Goal of the exercise: Locate every line in the records below that contains the string "shrub" and copy each of those lines. Case counts.

Available data:

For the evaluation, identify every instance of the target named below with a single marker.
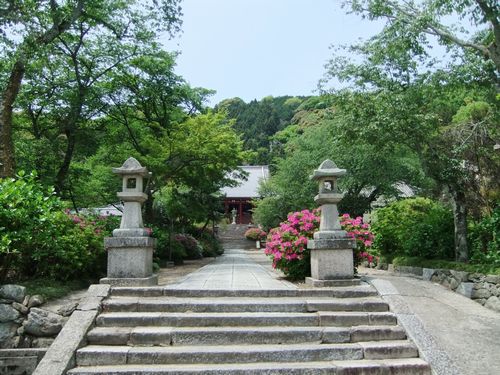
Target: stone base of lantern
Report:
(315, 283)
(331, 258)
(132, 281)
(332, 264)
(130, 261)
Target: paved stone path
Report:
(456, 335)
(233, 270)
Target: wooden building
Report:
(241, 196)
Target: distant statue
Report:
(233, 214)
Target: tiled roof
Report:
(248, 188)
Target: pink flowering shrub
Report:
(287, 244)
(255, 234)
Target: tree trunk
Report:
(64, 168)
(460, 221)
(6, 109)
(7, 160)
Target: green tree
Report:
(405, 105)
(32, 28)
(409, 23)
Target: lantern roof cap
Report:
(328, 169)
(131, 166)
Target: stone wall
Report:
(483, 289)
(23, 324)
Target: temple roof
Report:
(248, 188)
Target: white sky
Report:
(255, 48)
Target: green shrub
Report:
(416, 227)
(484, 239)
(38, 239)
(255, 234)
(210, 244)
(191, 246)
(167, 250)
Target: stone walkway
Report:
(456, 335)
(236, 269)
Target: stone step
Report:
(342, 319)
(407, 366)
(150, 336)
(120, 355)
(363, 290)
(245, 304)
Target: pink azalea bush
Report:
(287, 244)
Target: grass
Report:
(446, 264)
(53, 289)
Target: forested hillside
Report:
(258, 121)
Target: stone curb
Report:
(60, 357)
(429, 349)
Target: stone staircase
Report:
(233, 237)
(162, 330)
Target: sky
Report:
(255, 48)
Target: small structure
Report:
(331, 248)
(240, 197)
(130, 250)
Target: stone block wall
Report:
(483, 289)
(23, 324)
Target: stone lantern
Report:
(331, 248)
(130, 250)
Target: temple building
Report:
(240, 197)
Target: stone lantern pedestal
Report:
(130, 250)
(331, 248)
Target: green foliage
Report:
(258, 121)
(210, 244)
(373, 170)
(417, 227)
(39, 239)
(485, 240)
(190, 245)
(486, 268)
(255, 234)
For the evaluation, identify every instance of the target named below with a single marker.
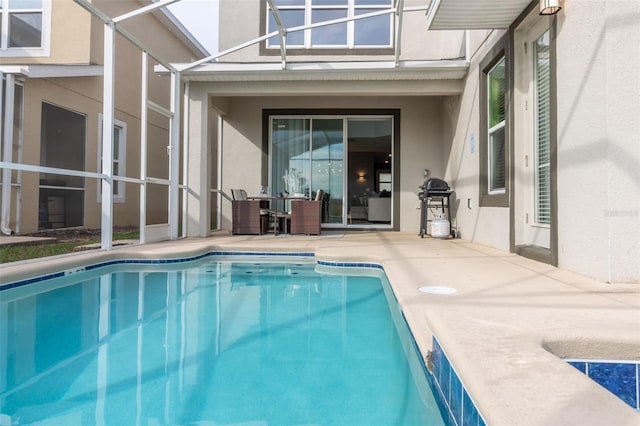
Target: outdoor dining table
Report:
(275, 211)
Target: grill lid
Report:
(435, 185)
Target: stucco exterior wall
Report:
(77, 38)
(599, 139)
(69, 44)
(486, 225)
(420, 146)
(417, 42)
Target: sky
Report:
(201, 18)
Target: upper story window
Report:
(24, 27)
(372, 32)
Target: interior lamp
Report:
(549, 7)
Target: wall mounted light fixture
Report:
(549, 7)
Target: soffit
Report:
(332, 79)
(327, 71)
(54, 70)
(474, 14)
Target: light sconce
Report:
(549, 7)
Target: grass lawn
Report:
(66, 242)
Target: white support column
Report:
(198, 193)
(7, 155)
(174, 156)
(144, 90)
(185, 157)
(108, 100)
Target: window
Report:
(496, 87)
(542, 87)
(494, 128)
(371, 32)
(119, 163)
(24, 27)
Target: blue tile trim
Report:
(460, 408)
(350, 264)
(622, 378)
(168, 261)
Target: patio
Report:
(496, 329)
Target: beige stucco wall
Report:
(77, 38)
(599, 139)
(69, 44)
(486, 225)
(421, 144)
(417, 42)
--
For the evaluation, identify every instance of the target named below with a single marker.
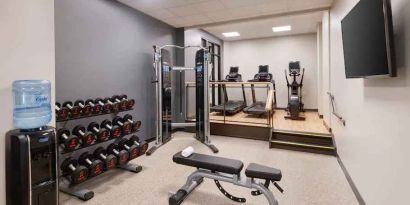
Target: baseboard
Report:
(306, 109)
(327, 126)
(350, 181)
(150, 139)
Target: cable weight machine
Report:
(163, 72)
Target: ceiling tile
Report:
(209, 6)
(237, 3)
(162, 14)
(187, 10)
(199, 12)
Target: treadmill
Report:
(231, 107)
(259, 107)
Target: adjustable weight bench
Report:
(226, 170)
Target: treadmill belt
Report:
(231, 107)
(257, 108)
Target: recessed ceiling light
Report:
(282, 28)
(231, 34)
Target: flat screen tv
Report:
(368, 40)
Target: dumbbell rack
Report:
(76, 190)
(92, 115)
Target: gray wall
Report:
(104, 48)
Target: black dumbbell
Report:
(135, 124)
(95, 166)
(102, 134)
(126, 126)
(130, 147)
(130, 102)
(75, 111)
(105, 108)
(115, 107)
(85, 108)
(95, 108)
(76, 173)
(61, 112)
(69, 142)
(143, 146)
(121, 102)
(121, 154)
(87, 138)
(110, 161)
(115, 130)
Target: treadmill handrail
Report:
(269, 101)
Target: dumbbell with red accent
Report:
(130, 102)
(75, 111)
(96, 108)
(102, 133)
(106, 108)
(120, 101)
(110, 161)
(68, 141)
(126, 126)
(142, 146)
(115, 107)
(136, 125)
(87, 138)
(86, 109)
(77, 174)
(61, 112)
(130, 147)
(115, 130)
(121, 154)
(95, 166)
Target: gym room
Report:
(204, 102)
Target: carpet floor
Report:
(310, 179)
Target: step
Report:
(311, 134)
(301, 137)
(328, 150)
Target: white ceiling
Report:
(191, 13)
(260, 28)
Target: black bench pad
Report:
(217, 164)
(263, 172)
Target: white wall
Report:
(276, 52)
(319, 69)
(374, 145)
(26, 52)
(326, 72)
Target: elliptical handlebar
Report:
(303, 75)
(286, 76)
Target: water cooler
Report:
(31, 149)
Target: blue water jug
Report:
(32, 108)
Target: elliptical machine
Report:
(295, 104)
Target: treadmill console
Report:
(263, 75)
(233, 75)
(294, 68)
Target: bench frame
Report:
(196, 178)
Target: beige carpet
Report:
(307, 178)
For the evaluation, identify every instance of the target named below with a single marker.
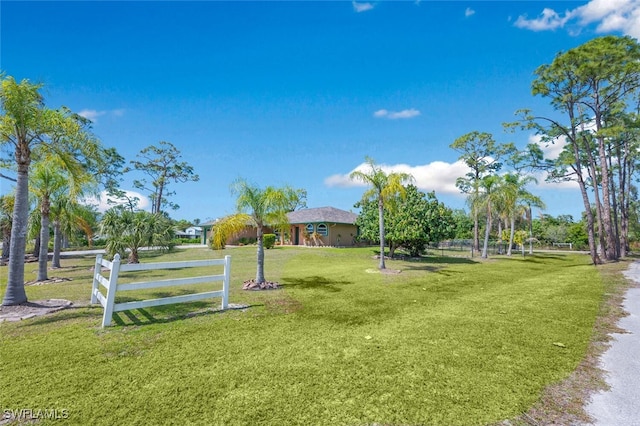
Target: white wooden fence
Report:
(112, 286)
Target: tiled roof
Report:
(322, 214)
...
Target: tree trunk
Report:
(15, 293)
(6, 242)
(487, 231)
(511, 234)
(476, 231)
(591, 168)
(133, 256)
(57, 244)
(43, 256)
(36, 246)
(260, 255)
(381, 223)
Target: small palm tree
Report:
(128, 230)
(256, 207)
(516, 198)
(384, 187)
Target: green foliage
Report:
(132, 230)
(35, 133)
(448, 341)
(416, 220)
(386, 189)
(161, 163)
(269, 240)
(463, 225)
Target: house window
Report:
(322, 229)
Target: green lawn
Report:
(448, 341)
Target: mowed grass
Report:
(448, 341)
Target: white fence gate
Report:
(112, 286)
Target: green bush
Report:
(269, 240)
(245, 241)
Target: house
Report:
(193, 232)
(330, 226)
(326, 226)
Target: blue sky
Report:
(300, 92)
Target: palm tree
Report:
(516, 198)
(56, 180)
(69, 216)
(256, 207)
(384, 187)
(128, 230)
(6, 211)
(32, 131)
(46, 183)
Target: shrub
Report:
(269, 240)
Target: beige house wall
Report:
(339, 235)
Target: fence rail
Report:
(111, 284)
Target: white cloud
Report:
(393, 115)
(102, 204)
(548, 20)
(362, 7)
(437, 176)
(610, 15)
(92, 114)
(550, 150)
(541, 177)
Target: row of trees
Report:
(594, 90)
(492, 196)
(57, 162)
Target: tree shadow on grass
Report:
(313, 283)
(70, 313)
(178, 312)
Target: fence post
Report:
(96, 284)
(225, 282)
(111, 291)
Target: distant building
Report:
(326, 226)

Solution to this task:
Target: pink flowering shrub
Target: green shrub
Target: shrub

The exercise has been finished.